Activity 1:
Print the passage of the CNN filter text from "The accuracy of" to "samples, TS, (3).", word for word.

Top of Source document

Before initiating the network training, it becomes imperative to define the number and size of filters. The utilization of more filters facilitates the extraction of additional image features, enhancing the network’s proficiency in pattern recognition. However, it is crucial to note that the number of filters also influences the training time required for the network.

Four distinct models have been conceptualized and scrutinized, adhering to the CNN architecture expounded. The primary aim is to assess the network’s performance under diverse configuration parameters. In the initial scenario, the focus is on scrutinizing the loss estimation (loss) and accuracy (accuracy) of the models. Subsequently, the comparative analysis delves into the models’ performance with test data that has not been previously exposed to the network.

The accuracy of a classification method is computed based on the number of correctly classified samples, CL, and the total number of test samples, TS, (3).

Bottom of Source document
Top of Input for this task

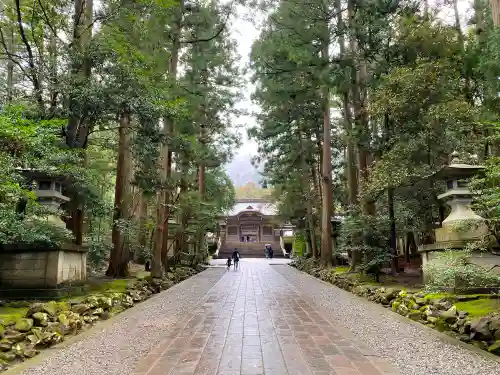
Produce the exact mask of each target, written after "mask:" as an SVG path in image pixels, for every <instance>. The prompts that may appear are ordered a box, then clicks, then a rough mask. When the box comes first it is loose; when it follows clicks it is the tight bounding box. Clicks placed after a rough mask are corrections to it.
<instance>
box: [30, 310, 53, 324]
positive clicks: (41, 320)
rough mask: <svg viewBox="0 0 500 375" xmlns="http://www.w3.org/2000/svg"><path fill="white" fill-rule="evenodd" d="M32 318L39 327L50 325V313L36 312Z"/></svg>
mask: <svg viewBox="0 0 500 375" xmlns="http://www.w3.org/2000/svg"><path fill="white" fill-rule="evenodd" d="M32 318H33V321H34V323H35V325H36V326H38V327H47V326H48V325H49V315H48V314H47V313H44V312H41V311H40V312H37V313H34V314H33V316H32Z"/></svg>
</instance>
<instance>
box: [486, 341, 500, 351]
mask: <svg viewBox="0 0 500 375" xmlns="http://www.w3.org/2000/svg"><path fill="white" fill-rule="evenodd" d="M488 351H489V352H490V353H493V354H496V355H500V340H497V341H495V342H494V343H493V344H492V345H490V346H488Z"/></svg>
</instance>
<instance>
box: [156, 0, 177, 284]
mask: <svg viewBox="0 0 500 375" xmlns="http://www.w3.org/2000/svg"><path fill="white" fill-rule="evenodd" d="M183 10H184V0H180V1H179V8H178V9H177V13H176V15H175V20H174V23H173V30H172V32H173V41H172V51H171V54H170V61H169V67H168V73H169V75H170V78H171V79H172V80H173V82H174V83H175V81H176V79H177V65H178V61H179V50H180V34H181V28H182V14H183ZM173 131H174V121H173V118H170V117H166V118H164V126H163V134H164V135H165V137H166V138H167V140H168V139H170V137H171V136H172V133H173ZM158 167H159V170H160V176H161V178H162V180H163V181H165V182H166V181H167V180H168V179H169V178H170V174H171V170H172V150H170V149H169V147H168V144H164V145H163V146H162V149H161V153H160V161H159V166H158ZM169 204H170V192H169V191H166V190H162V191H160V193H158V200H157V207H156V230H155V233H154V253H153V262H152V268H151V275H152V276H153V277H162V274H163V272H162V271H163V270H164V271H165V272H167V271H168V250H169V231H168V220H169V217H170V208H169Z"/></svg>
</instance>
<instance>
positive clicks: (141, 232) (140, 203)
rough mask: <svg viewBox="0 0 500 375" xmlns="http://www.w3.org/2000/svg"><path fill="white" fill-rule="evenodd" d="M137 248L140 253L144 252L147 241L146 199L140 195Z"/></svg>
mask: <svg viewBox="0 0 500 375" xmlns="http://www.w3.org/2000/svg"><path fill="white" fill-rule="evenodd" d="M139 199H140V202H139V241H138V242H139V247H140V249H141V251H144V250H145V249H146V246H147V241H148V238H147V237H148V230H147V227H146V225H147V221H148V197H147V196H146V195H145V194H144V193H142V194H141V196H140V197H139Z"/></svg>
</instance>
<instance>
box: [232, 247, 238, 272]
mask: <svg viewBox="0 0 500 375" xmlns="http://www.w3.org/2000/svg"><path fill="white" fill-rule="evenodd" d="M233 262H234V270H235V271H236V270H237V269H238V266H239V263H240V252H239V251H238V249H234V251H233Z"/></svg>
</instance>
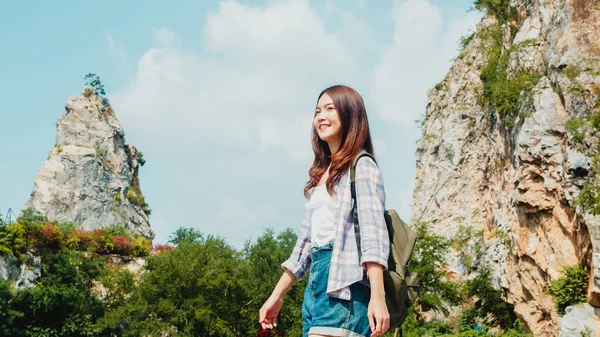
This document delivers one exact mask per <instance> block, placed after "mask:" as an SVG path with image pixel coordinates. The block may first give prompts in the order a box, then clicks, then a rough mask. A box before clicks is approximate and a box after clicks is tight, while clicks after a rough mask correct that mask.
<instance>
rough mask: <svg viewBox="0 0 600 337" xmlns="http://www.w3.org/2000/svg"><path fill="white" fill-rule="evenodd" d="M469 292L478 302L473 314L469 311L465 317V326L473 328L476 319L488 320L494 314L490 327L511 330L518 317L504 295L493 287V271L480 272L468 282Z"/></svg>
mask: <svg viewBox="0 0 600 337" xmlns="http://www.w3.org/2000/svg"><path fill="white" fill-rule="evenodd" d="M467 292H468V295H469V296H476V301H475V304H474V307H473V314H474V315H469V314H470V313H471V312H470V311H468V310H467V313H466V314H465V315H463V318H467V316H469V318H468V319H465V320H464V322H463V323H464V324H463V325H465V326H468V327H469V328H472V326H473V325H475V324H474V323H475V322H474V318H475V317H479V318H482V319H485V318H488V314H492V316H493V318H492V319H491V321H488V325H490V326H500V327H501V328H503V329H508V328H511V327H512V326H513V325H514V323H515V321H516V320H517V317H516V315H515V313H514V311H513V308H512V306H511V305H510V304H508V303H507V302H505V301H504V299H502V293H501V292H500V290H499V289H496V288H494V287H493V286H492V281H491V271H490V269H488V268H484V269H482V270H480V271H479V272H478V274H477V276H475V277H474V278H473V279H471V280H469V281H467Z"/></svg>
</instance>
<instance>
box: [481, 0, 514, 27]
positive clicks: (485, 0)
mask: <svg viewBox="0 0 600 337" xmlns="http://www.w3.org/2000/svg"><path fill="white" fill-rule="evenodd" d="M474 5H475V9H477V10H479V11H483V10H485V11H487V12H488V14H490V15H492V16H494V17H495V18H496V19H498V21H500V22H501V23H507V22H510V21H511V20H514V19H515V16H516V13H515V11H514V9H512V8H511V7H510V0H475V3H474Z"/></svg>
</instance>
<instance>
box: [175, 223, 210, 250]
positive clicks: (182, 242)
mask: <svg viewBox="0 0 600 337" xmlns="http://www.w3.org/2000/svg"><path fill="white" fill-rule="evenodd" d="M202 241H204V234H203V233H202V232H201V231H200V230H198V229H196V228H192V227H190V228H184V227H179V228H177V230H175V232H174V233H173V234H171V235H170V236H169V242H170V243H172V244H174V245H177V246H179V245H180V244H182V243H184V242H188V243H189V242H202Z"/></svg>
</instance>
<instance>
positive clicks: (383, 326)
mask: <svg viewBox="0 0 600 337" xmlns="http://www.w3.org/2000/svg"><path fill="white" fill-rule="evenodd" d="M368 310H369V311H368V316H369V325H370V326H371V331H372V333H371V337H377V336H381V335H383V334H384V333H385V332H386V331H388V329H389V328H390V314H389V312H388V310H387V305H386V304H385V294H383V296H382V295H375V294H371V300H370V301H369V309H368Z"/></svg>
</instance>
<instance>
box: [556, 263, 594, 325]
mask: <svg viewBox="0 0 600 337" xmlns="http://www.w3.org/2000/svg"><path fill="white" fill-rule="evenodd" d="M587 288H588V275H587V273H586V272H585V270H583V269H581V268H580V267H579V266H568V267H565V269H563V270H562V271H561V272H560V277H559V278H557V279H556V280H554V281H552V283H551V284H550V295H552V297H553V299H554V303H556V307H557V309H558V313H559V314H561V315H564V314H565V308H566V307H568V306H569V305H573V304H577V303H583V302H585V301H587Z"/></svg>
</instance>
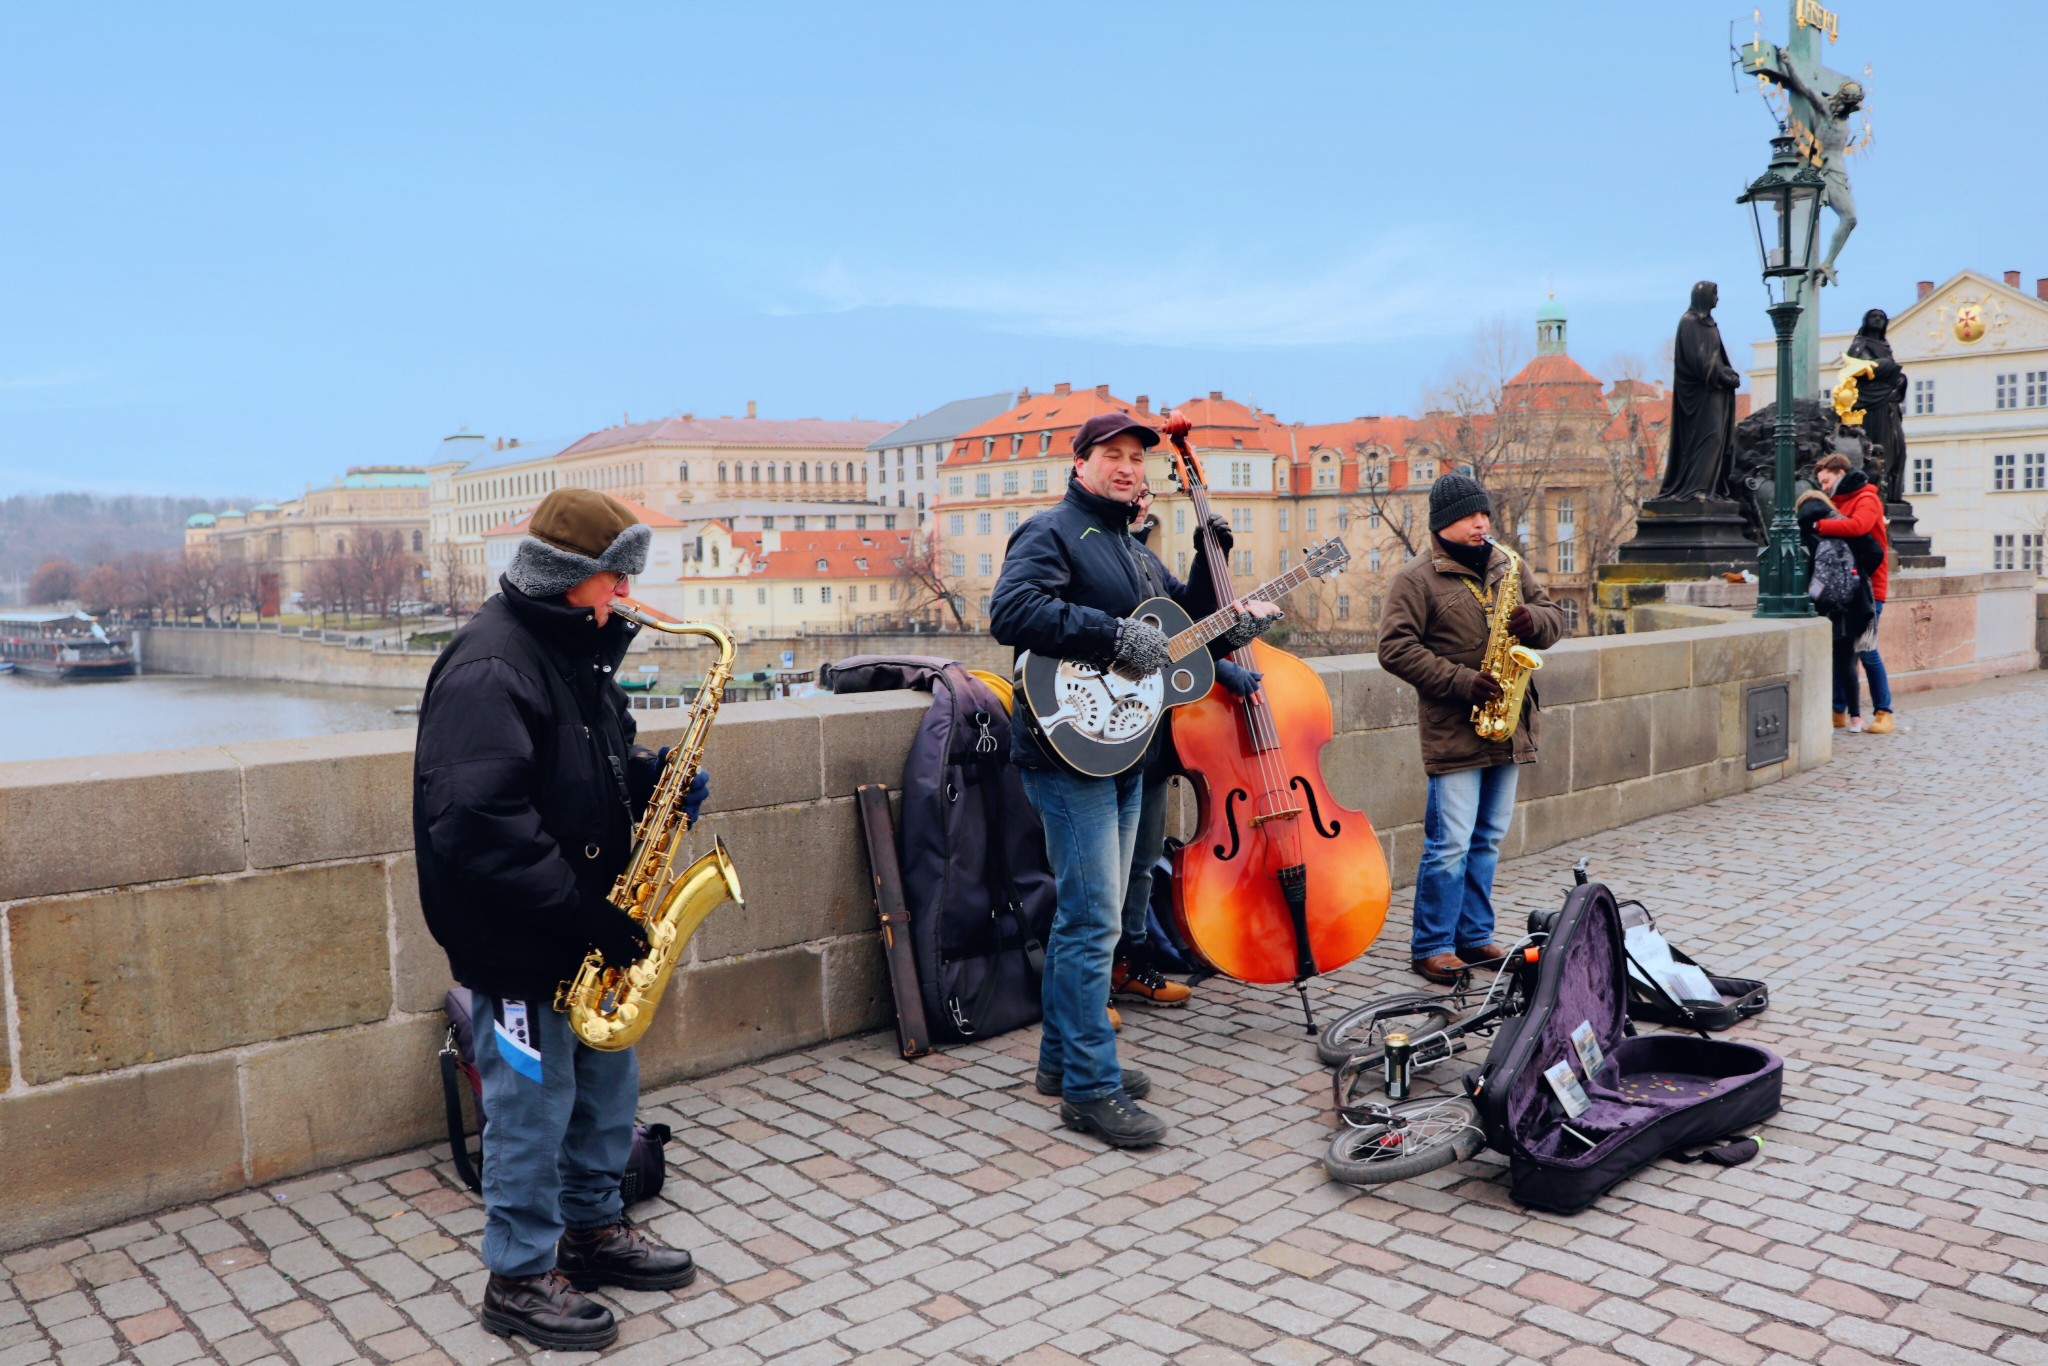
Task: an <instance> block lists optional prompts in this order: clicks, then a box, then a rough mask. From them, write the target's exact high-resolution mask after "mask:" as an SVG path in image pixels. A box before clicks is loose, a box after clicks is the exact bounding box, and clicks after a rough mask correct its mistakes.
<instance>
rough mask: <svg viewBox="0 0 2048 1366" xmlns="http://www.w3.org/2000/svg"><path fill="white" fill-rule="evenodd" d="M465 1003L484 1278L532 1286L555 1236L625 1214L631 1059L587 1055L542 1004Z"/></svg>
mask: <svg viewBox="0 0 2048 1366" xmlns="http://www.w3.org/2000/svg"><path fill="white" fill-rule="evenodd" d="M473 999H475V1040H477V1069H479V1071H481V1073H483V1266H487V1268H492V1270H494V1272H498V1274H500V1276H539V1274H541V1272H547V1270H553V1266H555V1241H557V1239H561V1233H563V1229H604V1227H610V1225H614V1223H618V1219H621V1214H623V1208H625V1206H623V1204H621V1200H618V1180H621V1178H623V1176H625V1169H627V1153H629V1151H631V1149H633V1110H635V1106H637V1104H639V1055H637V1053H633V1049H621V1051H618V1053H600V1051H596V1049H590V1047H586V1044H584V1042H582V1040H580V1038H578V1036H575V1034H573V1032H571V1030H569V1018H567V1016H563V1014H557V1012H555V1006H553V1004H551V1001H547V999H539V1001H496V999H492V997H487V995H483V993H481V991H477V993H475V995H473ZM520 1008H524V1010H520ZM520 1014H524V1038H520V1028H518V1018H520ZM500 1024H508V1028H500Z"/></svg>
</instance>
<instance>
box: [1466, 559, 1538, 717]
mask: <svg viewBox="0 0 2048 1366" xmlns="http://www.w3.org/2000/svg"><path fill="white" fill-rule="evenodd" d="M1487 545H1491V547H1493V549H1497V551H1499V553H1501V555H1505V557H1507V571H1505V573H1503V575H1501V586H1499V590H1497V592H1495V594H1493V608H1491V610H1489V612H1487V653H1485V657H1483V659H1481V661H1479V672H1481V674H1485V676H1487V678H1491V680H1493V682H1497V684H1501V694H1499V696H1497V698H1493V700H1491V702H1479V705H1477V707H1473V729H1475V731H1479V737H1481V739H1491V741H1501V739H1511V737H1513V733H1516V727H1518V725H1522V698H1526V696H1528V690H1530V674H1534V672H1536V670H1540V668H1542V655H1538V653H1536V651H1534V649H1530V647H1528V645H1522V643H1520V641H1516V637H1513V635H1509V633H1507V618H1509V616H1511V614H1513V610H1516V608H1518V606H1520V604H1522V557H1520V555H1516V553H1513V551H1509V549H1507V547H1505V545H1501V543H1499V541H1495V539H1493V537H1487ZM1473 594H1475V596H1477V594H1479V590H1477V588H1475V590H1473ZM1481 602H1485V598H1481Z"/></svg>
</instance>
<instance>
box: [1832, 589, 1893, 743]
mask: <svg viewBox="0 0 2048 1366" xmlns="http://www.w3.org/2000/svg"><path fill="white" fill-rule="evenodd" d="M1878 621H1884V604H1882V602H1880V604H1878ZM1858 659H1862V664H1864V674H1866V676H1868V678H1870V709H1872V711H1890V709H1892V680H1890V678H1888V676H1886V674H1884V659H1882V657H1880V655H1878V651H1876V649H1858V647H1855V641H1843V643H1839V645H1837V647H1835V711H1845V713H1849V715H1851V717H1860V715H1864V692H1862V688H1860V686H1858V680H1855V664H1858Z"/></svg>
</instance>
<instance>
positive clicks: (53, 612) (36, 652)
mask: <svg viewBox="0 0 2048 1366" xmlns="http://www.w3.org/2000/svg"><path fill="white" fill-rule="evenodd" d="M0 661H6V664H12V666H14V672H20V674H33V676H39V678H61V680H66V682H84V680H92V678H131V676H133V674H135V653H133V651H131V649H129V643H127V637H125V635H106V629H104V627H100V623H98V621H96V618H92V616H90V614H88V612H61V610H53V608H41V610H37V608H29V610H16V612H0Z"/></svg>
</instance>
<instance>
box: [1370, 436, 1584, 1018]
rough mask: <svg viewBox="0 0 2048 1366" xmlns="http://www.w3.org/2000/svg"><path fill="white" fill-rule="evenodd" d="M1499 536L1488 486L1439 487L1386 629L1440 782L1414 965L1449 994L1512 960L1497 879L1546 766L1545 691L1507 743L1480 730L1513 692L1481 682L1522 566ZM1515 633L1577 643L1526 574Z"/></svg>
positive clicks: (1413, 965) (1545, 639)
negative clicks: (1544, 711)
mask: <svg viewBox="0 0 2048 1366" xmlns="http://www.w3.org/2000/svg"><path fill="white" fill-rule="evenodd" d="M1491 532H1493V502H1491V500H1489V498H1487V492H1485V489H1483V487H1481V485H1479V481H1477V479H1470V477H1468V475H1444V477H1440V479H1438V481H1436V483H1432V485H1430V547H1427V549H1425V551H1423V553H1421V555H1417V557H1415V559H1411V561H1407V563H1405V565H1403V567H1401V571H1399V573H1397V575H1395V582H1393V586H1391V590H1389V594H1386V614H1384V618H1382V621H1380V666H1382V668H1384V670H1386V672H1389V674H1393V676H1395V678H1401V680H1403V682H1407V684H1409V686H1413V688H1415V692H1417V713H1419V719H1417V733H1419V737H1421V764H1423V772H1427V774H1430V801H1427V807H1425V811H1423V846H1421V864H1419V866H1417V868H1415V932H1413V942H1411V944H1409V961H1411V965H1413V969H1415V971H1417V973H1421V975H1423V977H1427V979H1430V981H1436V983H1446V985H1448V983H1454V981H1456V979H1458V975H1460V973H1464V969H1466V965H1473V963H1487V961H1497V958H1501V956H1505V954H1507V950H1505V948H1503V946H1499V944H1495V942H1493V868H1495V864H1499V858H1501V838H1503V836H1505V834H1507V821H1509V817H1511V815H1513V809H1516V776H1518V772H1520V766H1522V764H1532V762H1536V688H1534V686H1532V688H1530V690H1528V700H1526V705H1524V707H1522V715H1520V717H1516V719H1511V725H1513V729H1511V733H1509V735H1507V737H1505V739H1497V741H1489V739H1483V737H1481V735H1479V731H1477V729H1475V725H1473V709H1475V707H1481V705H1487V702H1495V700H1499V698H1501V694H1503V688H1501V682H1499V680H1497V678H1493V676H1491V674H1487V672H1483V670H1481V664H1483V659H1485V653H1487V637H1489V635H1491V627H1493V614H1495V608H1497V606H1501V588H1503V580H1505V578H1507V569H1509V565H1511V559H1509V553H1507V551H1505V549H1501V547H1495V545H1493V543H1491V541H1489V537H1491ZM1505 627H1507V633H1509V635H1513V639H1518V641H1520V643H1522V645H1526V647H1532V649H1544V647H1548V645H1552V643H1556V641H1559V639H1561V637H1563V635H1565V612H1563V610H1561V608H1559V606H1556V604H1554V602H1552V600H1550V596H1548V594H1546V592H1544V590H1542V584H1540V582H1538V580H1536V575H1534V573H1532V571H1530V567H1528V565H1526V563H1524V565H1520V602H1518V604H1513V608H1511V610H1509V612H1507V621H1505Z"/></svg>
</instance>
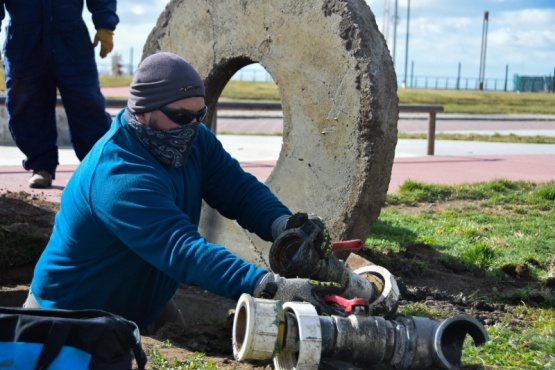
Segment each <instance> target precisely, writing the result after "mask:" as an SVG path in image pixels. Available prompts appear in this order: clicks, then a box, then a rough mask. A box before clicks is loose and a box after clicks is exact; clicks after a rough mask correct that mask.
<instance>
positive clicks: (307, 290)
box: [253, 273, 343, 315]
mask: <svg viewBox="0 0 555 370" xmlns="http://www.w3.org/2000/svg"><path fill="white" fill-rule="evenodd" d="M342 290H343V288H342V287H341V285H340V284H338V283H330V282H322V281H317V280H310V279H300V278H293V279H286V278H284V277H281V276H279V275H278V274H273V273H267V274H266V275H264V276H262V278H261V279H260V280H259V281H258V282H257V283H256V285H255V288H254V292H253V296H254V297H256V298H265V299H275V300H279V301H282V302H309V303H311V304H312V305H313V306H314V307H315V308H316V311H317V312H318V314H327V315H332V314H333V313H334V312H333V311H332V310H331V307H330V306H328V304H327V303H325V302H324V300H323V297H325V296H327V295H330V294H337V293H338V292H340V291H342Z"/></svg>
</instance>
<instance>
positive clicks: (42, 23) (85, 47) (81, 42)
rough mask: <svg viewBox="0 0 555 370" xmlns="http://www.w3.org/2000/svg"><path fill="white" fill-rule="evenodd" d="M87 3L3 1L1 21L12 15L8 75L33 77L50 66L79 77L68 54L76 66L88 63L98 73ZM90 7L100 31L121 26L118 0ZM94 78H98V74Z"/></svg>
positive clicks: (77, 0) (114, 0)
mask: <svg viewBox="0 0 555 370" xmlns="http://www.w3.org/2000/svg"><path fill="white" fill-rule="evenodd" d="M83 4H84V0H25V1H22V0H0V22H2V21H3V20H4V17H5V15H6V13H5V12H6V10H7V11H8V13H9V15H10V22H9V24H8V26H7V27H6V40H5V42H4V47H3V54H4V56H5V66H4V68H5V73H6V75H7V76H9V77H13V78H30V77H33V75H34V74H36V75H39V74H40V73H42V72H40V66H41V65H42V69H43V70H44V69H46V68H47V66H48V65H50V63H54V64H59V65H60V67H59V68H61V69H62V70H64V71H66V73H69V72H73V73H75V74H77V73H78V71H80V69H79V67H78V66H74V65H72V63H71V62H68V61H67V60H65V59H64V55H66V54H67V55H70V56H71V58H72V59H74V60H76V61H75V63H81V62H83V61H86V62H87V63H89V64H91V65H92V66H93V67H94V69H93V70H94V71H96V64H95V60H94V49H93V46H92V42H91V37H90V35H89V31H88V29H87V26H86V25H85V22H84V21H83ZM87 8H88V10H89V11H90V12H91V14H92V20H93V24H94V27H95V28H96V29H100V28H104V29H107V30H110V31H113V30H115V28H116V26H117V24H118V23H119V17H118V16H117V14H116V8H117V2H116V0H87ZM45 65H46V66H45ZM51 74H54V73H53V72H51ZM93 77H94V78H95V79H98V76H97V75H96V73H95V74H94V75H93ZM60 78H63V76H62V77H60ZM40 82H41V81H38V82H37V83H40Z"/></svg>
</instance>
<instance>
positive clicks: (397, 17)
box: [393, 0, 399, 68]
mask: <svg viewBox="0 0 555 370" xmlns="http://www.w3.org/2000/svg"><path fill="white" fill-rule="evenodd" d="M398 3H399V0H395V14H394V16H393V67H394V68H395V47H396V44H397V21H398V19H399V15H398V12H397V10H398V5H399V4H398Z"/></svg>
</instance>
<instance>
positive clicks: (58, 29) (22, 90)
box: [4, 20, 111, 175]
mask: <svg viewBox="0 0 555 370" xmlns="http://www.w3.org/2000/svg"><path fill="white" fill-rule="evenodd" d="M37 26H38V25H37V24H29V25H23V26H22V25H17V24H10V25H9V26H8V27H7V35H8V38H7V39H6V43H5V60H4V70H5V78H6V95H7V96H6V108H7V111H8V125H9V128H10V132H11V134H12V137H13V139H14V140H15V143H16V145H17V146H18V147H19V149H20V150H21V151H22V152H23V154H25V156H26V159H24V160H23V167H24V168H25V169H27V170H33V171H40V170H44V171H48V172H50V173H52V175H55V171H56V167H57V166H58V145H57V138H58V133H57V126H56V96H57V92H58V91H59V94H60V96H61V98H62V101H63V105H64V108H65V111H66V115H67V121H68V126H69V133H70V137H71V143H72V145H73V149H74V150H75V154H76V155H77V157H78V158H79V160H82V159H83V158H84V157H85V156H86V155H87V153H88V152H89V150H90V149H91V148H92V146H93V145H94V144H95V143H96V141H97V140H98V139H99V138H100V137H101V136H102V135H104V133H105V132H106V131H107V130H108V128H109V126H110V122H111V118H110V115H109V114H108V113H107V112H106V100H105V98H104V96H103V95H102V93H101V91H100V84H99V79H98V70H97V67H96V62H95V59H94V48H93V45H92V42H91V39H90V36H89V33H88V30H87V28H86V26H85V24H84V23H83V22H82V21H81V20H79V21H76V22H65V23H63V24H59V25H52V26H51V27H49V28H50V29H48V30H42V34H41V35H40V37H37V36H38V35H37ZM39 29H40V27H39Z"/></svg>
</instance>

Bottom of Input for this task

Activity 2:
Output the listing above verbatim, starting at its beginning and ending with the line that contains "positive clicks: (41, 320)", and leave out the pictures.

Task result 1:
The accuracy of a classification method is computed based on the number of correctly classified samples, CL, and the total number of test samples, TS, (3).

Task result 2:
Produce the exact mask of each target, written after "mask:" as an SVG path in image pixels, for every <instance>. The prompts that may appear are ordered a box, then clicks, then a rough mask. When the box comes first it is loose; when it follows clicks it is the tight bounding box. Clicks placed after a rough mask are corrections to it.
<instance>
box: [30, 310, 53, 324]
positive clicks: (41, 320)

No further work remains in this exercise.